Saved entries:
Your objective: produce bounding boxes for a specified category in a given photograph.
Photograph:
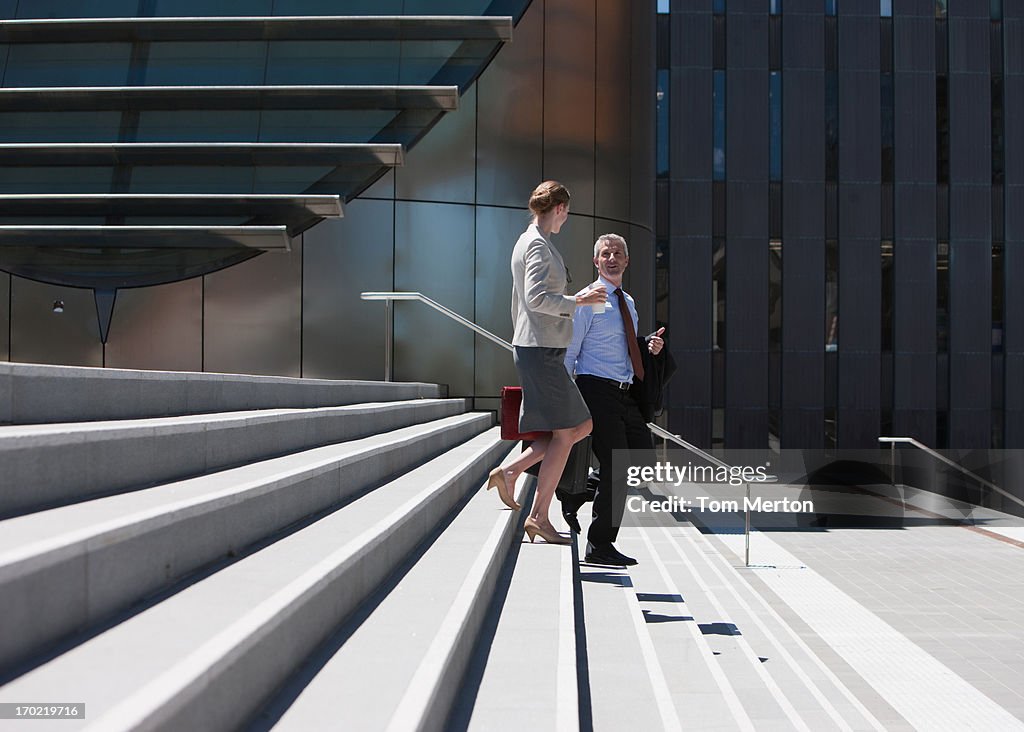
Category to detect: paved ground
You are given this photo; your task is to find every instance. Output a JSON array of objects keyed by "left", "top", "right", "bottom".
[{"left": 715, "top": 523, "right": 1024, "bottom": 727}]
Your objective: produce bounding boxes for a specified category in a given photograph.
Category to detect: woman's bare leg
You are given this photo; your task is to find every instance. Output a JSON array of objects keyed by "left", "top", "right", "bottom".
[
  {"left": 530, "top": 420, "right": 590, "bottom": 526},
  {"left": 493, "top": 420, "right": 591, "bottom": 520}
]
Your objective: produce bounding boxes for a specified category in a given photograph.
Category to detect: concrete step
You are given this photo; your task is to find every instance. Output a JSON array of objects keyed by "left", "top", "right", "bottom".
[
  {"left": 0, "top": 412, "right": 491, "bottom": 677},
  {"left": 621, "top": 525, "right": 889, "bottom": 731},
  {"left": 622, "top": 526, "right": 801, "bottom": 730},
  {"left": 575, "top": 549, "right": 684, "bottom": 731},
  {"left": 0, "top": 427, "right": 508, "bottom": 732},
  {"left": 0, "top": 361, "right": 444, "bottom": 425},
  {"left": 254, "top": 454, "right": 529, "bottom": 732},
  {"left": 623, "top": 528, "right": 755, "bottom": 731},
  {"left": 0, "top": 398, "right": 467, "bottom": 517},
  {"left": 457, "top": 493, "right": 579, "bottom": 732}
]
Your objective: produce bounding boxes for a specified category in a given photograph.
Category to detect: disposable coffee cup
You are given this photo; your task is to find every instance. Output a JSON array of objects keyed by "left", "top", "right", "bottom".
[{"left": 590, "top": 288, "right": 605, "bottom": 314}]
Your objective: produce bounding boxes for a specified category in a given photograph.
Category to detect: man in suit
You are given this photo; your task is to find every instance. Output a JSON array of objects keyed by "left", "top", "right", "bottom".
[{"left": 564, "top": 233, "right": 664, "bottom": 566}]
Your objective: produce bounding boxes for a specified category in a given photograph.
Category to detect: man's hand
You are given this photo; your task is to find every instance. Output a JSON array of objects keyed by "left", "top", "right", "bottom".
[{"left": 648, "top": 326, "right": 665, "bottom": 355}]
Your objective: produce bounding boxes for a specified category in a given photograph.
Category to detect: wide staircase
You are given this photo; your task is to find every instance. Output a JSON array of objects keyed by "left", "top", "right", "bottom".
[{"left": 0, "top": 362, "right": 940, "bottom": 732}]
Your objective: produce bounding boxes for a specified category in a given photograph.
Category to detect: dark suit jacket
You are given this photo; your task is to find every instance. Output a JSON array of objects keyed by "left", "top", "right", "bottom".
[{"left": 630, "top": 334, "right": 677, "bottom": 423}]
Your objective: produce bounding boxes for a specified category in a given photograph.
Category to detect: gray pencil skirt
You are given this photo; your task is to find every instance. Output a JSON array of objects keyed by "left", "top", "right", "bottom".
[{"left": 513, "top": 346, "right": 591, "bottom": 433}]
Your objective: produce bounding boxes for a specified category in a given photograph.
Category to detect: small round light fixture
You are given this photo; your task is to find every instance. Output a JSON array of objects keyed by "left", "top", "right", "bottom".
[{"left": 52, "top": 300, "right": 64, "bottom": 314}]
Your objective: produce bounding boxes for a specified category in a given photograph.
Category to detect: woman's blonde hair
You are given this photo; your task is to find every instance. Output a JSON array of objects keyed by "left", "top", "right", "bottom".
[{"left": 528, "top": 180, "right": 571, "bottom": 216}]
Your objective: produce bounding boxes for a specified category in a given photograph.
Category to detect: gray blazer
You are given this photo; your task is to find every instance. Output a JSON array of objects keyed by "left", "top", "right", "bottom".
[{"left": 510, "top": 224, "right": 577, "bottom": 348}]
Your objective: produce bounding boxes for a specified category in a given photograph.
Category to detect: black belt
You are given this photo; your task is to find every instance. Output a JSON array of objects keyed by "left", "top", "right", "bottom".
[{"left": 577, "top": 374, "right": 632, "bottom": 391}]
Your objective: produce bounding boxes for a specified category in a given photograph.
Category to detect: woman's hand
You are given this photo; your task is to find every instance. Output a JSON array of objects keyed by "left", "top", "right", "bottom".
[{"left": 574, "top": 284, "right": 607, "bottom": 306}]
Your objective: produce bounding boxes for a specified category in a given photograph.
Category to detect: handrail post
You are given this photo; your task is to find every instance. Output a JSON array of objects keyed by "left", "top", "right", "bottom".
[
  {"left": 744, "top": 482, "right": 750, "bottom": 567},
  {"left": 384, "top": 298, "right": 393, "bottom": 382},
  {"left": 890, "top": 441, "right": 895, "bottom": 486}
]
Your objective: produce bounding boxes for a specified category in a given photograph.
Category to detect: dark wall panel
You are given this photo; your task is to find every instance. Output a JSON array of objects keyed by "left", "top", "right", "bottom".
[
  {"left": 394, "top": 202, "right": 475, "bottom": 396},
  {"left": 893, "top": 7, "right": 936, "bottom": 442},
  {"left": 595, "top": 0, "right": 633, "bottom": 224},
  {"left": 476, "top": 0, "right": 544, "bottom": 209},
  {"left": 667, "top": 5, "right": 713, "bottom": 447},
  {"left": 781, "top": 4, "right": 824, "bottom": 447},
  {"left": 475, "top": 207, "right": 526, "bottom": 402},
  {"left": 629, "top": 0, "right": 657, "bottom": 234},
  {"left": 629, "top": 224, "right": 656, "bottom": 335},
  {"left": 543, "top": 0, "right": 596, "bottom": 216},
  {"left": 11, "top": 278, "right": 103, "bottom": 368},
  {"left": 1006, "top": 10, "right": 1024, "bottom": 445},
  {"left": 204, "top": 244, "right": 302, "bottom": 378},
  {"left": 302, "top": 200, "right": 394, "bottom": 381},
  {"left": 106, "top": 280, "right": 202, "bottom": 373},
  {"left": 836, "top": 4, "right": 880, "bottom": 447},
  {"left": 0, "top": 273, "right": 8, "bottom": 362},
  {"left": 395, "top": 84, "right": 476, "bottom": 204},
  {"left": 948, "top": 7, "right": 991, "bottom": 447},
  {"left": 724, "top": 3, "right": 768, "bottom": 447}
]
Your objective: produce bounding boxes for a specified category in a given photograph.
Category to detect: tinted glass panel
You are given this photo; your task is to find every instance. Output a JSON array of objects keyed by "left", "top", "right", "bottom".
[
  {"left": 657, "top": 68, "right": 669, "bottom": 177},
  {"left": 770, "top": 71, "right": 782, "bottom": 182}
]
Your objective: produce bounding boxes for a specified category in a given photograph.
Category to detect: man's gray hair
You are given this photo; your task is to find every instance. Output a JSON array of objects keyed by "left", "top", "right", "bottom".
[{"left": 594, "top": 233, "right": 629, "bottom": 257}]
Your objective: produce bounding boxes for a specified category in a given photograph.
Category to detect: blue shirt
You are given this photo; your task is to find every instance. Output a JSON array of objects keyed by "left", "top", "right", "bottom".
[{"left": 564, "top": 275, "right": 640, "bottom": 383}]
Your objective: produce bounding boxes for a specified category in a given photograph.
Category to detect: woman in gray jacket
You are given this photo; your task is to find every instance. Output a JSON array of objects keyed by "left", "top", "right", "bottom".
[{"left": 487, "top": 181, "right": 606, "bottom": 544}]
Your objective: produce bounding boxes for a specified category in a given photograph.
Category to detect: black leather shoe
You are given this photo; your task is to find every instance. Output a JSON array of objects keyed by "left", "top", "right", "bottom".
[
  {"left": 584, "top": 542, "right": 638, "bottom": 567},
  {"left": 561, "top": 507, "right": 582, "bottom": 534},
  {"left": 557, "top": 492, "right": 586, "bottom": 534}
]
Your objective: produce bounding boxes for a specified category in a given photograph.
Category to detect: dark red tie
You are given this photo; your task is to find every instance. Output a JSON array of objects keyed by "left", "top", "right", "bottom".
[{"left": 615, "top": 288, "right": 644, "bottom": 382}]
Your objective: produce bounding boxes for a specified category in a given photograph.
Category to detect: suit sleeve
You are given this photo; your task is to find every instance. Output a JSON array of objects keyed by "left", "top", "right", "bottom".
[{"left": 523, "top": 239, "right": 576, "bottom": 316}]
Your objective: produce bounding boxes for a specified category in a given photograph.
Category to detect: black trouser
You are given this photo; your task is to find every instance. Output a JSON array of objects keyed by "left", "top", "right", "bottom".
[{"left": 575, "top": 375, "right": 654, "bottom": 545}]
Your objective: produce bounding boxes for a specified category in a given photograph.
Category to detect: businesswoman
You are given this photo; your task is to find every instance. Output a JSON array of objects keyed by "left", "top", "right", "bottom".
[{"left": 487, "top": 181, "right": 606, "bottom": 544}]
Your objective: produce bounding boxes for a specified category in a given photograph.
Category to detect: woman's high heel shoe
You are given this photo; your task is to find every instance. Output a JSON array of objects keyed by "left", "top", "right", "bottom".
[
  {"left": 524, "top": 517, "right": 571, "bottom": 545},
  {"left": 487, "top": 467, "right": 521, "bottom": 510}
]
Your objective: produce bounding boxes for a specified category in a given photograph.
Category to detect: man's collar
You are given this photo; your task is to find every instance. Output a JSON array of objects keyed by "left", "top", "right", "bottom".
[{"left": 596, "top": 274, "right": 623, "bottom": 291}]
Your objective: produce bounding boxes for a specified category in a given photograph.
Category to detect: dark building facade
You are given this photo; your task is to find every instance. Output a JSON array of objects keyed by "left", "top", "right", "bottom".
[{"left": 658, "top": 0, "right": 1022, "bottom": 450}]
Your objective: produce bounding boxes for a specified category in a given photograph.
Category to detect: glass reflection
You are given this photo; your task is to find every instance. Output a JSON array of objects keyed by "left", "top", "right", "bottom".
[
  {"left": 713, "top": 70, "right": 726, "bottom": 181},
  {"left": 657, "top": 69, "right": 669, "bottom": 178},
  {"left": 713, "top": 237, "right": 726, "bottom": 349},
  {"left": 825, "top": 238, "right": 838, "bottom": 351}
]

GOAL OF THE EXERCISE:
Which lines above hold the word "suit"? Copy each of them.

WRITTEN RESPONSE:
Category to detect: man in suit
Category to detect: dark suit jacket
Category to detect: suit sleeve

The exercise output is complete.